Série d'exercices:
• 1. Dans le texte sur la plainte de Cognos, à quelle date TPSGC a-t-il certifié que l'acquisition était urgente ?
• 2. Prolongez le texte sur la plainte de Cognos en reprenant après sa dernière phrase.

Texte de lecture:
▬▬▬▬▬▬▬▬▬▬

Cognos a allégué que, contrairement aux dispositions de l'Accord de libre-échange nord-américain 2 , de l'Accord sur les marchés publics 3 et de l'Accord sur le commerce intérieur 4 , TPSGC et le SCC utilisent une procédure limitée d'appel d'offres qui ne s'appuie sur aucun des motifs admissibles énoncés dans les accords commerciaux applicables. Elle a aussi allégué que le SCC a omis d'exprimer ses besoins en fonction de critères de rendement.

À titre de mesure corrective, Cognos a demandé que le Tribunal recommande la résiliation du préavis d'adjudication de contrat (PAC) et la passation du marché public dans le cadre d'un d'appel d'offres ouvert, comme le prévoient les accords commerciaux applicables. À titre de mesure corrective de rechange, elle a demandé que le Tribunal recommande que lui soit versée une indemnité représentant 50 p. 100 des profits qu'elle aurait tirés du contrat si elle avait soumissionné à un prix inférieur de un dollar au prix estimatif du contrat proposé. De plus, Cognos a demandé que lui soit accordé le remboursement des frais qu'elle a engagés pour le traitement de la plainte.

Le 18 juillet 2002, le Tribunal a avisé les parties qu'il avait décidé d'enquêter sur la plainte, puisque cette dernière répondait aux exigences du paragraphe 30.11(2) de la Loi sur le TCCE et aux conditions énoncées au paragraphe 7(1) du Règlement sur les enquêtes du Tribunal canadien du commerce extérieur sur les marchés publics 5 . Le même jour, il a rendu une ordonnance de report de l'adjudication de tout contrat relatif à cette invitation à soumissionner jusqu'à ce qu'il ait déterminé le bien-fondé de la plainte. Le 29 juillet 2002, TPSGC a certifié, aux termes du paragraphe 30.13(4) de la Loi sur le TCCE, que l'acquisition était urgente et qu'un retard dans l'adjudication du contrat serait contraire à l'intérêt public. Il a demandé que le Tribunal procède immédiatement à l'annulation de son ordonnance de report d'adjudication du 18 juillet 2002.

Le 31 juillet 2002, Cognos a fait opposition à l'annulation de l'ordonnance de report d'adjudication de contrat au motif que TPSGC n'avait produit ni explication ni information à l'appui de l'affirmation selon laquelle l'acquisition était urgente et qu'un retard dans l'adjudication du marché serait contraire à l'intérêt public. Elle a avisé le Tribunal qu'une requête serait signifiée à la Cour fédérale du Canada pour obtenir une injonction provisoire empêchant l'adjudication du contrat et qu'une demande de révision judiciaire serait déposée concernant la certification par TPSGC.

▬▬▬▬▬▬▬▬▬▬

Contenu des données:
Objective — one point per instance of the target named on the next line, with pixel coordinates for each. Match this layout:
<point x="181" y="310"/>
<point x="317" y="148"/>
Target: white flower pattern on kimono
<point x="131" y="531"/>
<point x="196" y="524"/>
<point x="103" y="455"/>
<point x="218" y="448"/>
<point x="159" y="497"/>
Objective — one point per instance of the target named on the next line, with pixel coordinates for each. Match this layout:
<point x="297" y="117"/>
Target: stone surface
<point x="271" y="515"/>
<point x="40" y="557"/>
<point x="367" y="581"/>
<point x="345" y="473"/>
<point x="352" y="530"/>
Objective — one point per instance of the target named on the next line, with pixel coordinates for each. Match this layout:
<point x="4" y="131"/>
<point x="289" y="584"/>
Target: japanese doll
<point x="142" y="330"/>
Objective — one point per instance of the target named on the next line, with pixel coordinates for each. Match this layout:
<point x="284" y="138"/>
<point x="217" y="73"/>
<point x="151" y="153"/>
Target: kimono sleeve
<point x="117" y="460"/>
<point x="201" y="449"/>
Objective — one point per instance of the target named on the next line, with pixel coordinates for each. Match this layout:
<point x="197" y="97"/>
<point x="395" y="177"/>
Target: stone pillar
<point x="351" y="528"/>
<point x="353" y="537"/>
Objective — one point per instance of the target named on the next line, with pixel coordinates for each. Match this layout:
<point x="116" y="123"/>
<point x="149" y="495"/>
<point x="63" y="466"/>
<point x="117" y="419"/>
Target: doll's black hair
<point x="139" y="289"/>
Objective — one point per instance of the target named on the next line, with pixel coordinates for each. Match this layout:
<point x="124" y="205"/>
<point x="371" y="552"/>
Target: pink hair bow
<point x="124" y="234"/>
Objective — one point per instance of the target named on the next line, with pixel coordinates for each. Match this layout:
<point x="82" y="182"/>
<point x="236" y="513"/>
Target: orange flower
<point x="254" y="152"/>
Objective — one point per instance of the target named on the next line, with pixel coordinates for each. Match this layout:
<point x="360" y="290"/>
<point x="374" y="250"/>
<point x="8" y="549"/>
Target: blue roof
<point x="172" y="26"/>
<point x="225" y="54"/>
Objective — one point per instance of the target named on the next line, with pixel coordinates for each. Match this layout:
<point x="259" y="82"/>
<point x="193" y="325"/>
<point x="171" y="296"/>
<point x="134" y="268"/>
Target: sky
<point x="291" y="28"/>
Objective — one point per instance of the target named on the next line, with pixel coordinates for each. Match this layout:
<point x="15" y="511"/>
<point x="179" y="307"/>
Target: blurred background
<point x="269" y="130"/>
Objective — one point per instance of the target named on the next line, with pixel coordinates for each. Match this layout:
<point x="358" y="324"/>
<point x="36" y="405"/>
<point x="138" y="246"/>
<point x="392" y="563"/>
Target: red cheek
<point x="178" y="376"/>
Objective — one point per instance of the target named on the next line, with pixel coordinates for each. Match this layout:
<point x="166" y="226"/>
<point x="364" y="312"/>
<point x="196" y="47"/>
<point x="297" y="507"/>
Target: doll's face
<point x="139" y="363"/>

▬▬▬▬▬▬▬▬▬▬

Réponses attendues:
• 1. Le 29 juillet 2002.

• 2.
Le 1er août 2002, le Tribunal a avisé les parties qu'il avait annulé son ordonnance du 18 juillet 2002. Le même jour, il a reçu, de Cognos, une copie d'un avis de requête déposé auprès de la Section de première instance de la Cour fédérale, relativement à la requête susmentionnée. Le 16 août 2002, la Cour fédérale du Canada a rejeté ladite requête. Le 16 août 2002, le contrat a été adjugé à Core Software Corp. (Core).

Le 6 août 2002, TPSGC a demandé une prorogation du délai de dépôt du rapport de l'institution fédérale (le RIF). Le Tribunal a accordé la prorogation. Le 19 août 2002, TPSGC a déposé le RIF auprès du Tribunal en application de l'article 103 des Règles du Tribunal canadien du commerce extérieur 6 . Le 26 août 2002, Cognos a demandé une prorogation du délai de dépôt de ses observations sur le RIF. Le Tribunal a accordé la prorogation et, le 6 septembre 2002, Cognos a déposé ses observations sur le RIF. À la suite d'une demande à cette fin, le Tribunal a, le 6 septembre 2002, autorisé Core à intervenir dans l'affaire. Le 20 septembre 2002, Core a déposé ses observations sur le RIF.

Les renseignements au dossier étant suffisants pour déterminer le bien-fondé de la plainte, le Tribunal a décidé qu'une audience n'était pas nécessaire et a statué sur la plainte sur la foi des renseignements au dossier.

PROCÉDURE DE PASSATION DU MARCHÉ PUBLIC

Le 19 avril 2002, TPSGC a diffusé, par l'entreprise du MERX, un PAC dans lequel il annonçait l'adjudication d'un contrat de services professionnels en informatique pour le transfert intégral de l'application du SGD du SCC à un environnement Web. Les fournisseurs qui estimaient être pleinement qualifiés et prêts à fournir les produits et services décrits dans le PAC devaient présenter un énoncé de capacités avant le 3 mai 2002.

Le PAC prévoit, notamment, les critères suivants à l'égard du marché public :

NATURE DES BESOINS :

Le [SCC] recherche un entrepreneur qui doit assurer des services professionnels en informatique pour transférer le logiciel Powerhouse de l'application de renouvellement du système de gestion des détenus à un environnement Web [...] On doit réaliser la conversion en effectuant la reprise de la conception automatisée de l'application existante de Powerhouse [...] à l'aide des générateurs automatisés [Core Chameleon Migration Software (CCMS)].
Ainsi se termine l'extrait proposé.